Given text:
########################################

### Data Pre-Processing


1. **Obtaining the data -** data consists of budget text documents in the form of PDF files obtained from the following organizations: 

   * [Guilford County](https://www.guilfordcountync.gov/home/showdocument?id=9497)
   * [Durham County](https://www.dconc.gov/home/showdocument?id=27985)
   * [City of Durham](https://durhamnc.gov/DocumentCenter/View/27412/FY20-Final-Budget)
   * [City of Charlotte](https://charlottenc.gov/budget/FY2020%20Documents/FY%202020%20Adopted%20Budget%20Book%207-31%20Complete.pdf)
   * [Mecklenburg County](https://www.mecknc.gov/CountyManagersOffice/OMB/Documents/FY2020%20Adopted%20Budget.pdf) <br/>
   * [Wake County](http://www.wakegov.com/budget/fy20/Documents/FY20%20Adopted%20Budget%20Book.pdf)
   * [City of Raleigh](https://user-2081353526.cld.bz/FY2020AdoptedBudget)
   
After the PDF files are collected, they are compressed to reduce the size getting them ready to be converted into CSV files using an app developed by project mentor:
           **[Jason Jones](https://www.linkedin.com/in/jones-jason-adam/),**
           **click [here](https://jason-jones.shinyapps.io/Emotionizer/) for the App**
       
2. **Cleaning the data -** performing some popular text pre-processing techniques


3. **Organizing the data -** organizing the cleaned data into a way that is easy to input into other algorithms

### FY2017 Data Preprocessig Starts Here

In [1]:
#Importing packages
import os
import glob
import nltk
import pandas as pd
import numpy as np

In [2]:
# change the current directory to read the data
os.chdir(r"C:\Users\Sultan\Documents\GitHub\Budget_Text_Analysis\util\data\FY2017\structured\original") 

### 1- Obtaining the data

#### Reading and labling data for all organizations

In [3]:
# 1- Reading Guilford-County data file 
GC_df = pd.read_csv("GuilfordCountyOriginalDataFY17.csv", engine='python')
# inserting "organization" column with static value 
# corresponding to the organization in question 
GC_df.insert(2, "organization", "Guilford County")


# 2- For Charlotte-City data
CC_df = pd.read_csv(r'CharlotteCityOriginalDataFY17.csv', engine='python')
CC_df.insert(2, "organization", "Charlotte City")

# 3- For Durham-City data
DCity_df = pd.read_csv(r'DurhamCityOriginalDataFY17.csv', engine='python')
DCity_df.insert(2, "organization", "Durham City")

# 4- For Durham-County data
DCounty_df = pd.read_csv(r'DurhamCountyOriginalDataFY17.csv', engine='python')
DCounty_df.insert(2, "organization", "Durham County")

# 5- For Mecklenburg-County data
MC_df = pd.read_csv(r'MecklenburgCountyOriginalDataFY17.csv', engine='python')
MC_df.insert(2, "organization", "Mecklenburg County")

# 6- For Raleigh-City data
RC_df = pd.read_csv(r'RaleighCityOriginalDataFY17.csv', engine='python')
RC_df.insert(2, "organization", "Raleigh City")

# 7- For Wake-County data
WC_df = pd.read_csv(r'WakeCountyOriginalDataFY17.csv', engine='python')

########################################

Goal A:
Locate each line in the records that contains the string "below" and copy those lines, treating uppercase and lowercase as distinct.
The records have no connection to the budget data preprocessing text; the two come from separate sources.

########################################

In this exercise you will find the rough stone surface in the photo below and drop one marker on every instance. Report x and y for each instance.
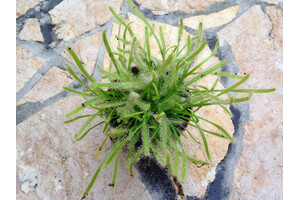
(87, 50)
(274, 1)
(31, 31)
(162, 7)
(22, 6)
(27, 66)
(73, 18)
(212, 20)
(258, 174)
(200, 177)
(52, 165)
(51, 83)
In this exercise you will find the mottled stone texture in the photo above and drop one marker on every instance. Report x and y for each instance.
(87, 49)
(31, 31)
(256, 41)
(27, 66)
(162, 7)
(73, 18)
(51, 83)
(52, 165)
(212, 20)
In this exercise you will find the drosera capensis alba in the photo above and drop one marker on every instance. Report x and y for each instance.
(147, 102)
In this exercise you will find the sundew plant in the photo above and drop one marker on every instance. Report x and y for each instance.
(147, 102)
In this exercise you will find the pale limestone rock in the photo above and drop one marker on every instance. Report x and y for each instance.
(27, 66)
(52, 165)
(274, 1)
(87, 50)
(212, 20)
(22, 6)
(31, 31)
(258, 174)
(198, 178)
(162, 7)
(51, 83)
(74, 17)
(202, 176)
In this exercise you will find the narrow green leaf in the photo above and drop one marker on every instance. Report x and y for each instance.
(110, 74)
(124, 85)
(202, 74)
(179, 35)
(166, 63)
(101, 146)
(145, 139)
(199, 35)
(234, 85)
(84, 106)
(147, 23)
(147, 42)
(115, 172)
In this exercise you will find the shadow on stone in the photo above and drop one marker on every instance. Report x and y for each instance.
(155, 179)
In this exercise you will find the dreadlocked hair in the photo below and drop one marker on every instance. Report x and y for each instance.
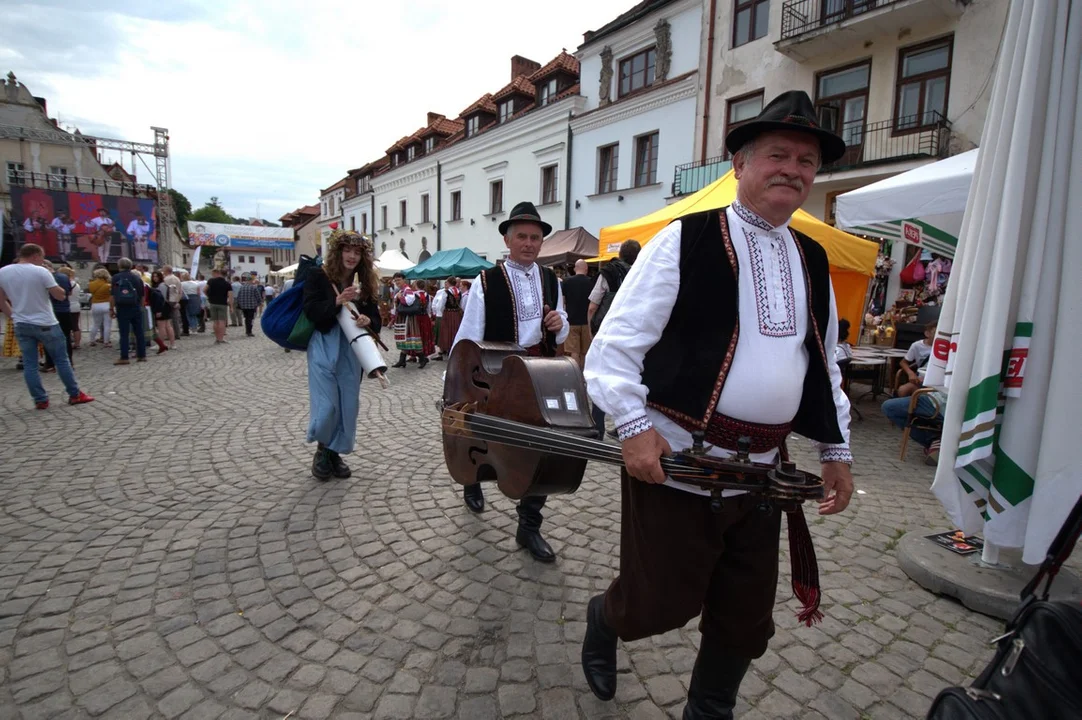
(365, 273)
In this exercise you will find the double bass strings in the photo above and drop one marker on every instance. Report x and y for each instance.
(527, 436)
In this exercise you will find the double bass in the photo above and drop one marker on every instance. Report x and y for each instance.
(524, 422)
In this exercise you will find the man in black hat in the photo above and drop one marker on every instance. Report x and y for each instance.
(725, 325)
(518, 301)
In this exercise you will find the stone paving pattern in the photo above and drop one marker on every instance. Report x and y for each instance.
(165, 553)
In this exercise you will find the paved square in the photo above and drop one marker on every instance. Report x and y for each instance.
(163, 552)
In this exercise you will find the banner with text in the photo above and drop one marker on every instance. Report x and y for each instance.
(220, 235)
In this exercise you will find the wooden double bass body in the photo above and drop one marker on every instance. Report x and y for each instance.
(498, 379)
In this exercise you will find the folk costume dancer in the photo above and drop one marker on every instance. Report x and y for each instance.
(346, 276)
(518, 301)
(451, 317)
(765, 366)
(139, 231)
(413, 331)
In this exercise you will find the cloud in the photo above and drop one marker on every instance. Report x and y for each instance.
(268, 102)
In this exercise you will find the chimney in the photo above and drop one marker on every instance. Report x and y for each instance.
(522, 65)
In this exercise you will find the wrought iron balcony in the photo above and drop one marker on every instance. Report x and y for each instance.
(910, 138)
(693, 177)
(808, 26)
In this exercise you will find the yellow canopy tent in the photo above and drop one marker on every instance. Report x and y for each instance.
(852, 259)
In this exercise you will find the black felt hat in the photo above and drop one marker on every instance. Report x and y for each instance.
(790, 110)
(525, 212)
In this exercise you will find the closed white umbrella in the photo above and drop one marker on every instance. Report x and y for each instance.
(1007, 345)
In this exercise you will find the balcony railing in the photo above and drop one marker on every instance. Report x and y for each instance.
(801, 16)
(693, 177)
(78, 184)
(893, 141)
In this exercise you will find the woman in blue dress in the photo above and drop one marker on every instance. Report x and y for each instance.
(347, 276)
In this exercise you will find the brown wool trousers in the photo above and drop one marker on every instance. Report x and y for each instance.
(678, 559)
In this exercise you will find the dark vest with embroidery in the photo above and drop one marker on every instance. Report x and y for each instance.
(686, 369)
(501, 322)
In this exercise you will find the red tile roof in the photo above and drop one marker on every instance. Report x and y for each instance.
(337, 185)
(561, 62)
(484, 104)
(520, 86)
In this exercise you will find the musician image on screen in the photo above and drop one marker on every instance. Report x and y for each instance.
(65, 237)
(347, 278)
(139, 231)
(517, 301)
(102, 228)
(720, 342)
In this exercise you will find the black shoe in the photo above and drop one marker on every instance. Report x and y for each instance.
(339, 468)
(715, 681)
(321, 465)
(598, 651)
(474, 497)
(539, 549)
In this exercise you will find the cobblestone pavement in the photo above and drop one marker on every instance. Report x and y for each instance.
(163, 552)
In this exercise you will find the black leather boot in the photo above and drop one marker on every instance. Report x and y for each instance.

########################################

Goal B:
Proceed with the budget data preprocessing notebook, picking up right after its last line.

Right answer A:
In this exercise you will find the rough stone surface in the photo below and drop one marker on every instance. Report x and y for each instance.
In this exercise you will find the dreadlocked hair in the photo below and drop one marker on every instance. Report x and y for each instance.

Right answer B:
WC_df.insert(2, "organization", "Wake County")


In [4]:
# Combine all dataframes into a single dataframe using concat() function
# Row lables are adjusted automaticlly by passing ignore_index=True
data =  pd.concat([GC_df, CC_df, DCity_df, 
                   DCounty_df, MC_df, RC_df, WC_df], ignore_index=True)
data

Unnamed: 0.1,Unnamed: 0,page_number,organization,word
0,1,1,Guilford County,fy
1,2,1,Guilford County,adopted
2,3,1,Guilford County,budget
3,4,1,Guilford County,july
4,5,1,Guilford County,june
...,...,...,...,...
553795,127671,495,Wake County,fiscal
553796,127672,495,Wake County,year
553797,127673,495,Wake County,recommended
553798,127674,495,Wake County,budget


### 2- Cleaning the Data

In [5]:
# listing columns in data frame 
list(data)

['Unnamed: 0', 'page_number', 'organization', 'word']

#### Dropping and reordering columns

In [6]:
# delete columns using the columns parameter of drop
data = data.drop(columns="Unnamed: 0")

# re-order columns
data = data[['page_number','word','organization']]

data.head()

Unnamed: 0,page_number,word,organization
0,1,fy,Guilford County
1,1,adopted,Guilford County
2,1,budget,Guilford County
3,1,july,Guilford County
4,1,june,Guilford County


#### Adding "Year" column with a static value corresponding to the year in question

In [7]:
data.insert(3, "year", "FY2017")
data.head()

Unnamed: 0,page_number,word,organization,year
0,1,fy,Guilford County,FY2019
1,1,adopted,Guilford County,FY2019
2,1,budget,Guilford County,FY2019
3,1,july,Guilford County,FY2019
4,1,june,Guilford County,FY2019


####  Text normalization:

* ##### Lowercasing

In [8]:
# using a function to lowercase all text entries in column 'word'
data['word'] = data['word'].apply(lambda x: " ".join(x.lower() 
                                                     for x in x.split()))

data

Unnamed: 0,page_number,word,organization,year
0,1,fy,Guilford County,FY2019
1,1,adopted,Guilford County,FY2019
2,1,budget,Guilford County,FY2019
3,1,july,Guilford County,FY2019
4,1,june,Guilford County,FY2019
...,...,...,...,...
553795,495,fiscal,Wake County,FY2019
553796,495,year,Wake County,FY2019
553797,495,recommended,Wake County,FY2019
553798,495,budget,Wake County,FY2019


* ##### Lemmatization

#### Removing stop words

In [9]:
# Load library
from nltk.corpus import stopwords

# Download the set of stop words the first time
nltk.download('stopwords')

# Load stop words
stop_words = stopwords.words('english')

data['word'] = data['word'].apply(lambda x: " ".join(x 
                            for x in x.split() if x not in stop_words))
data.head(50)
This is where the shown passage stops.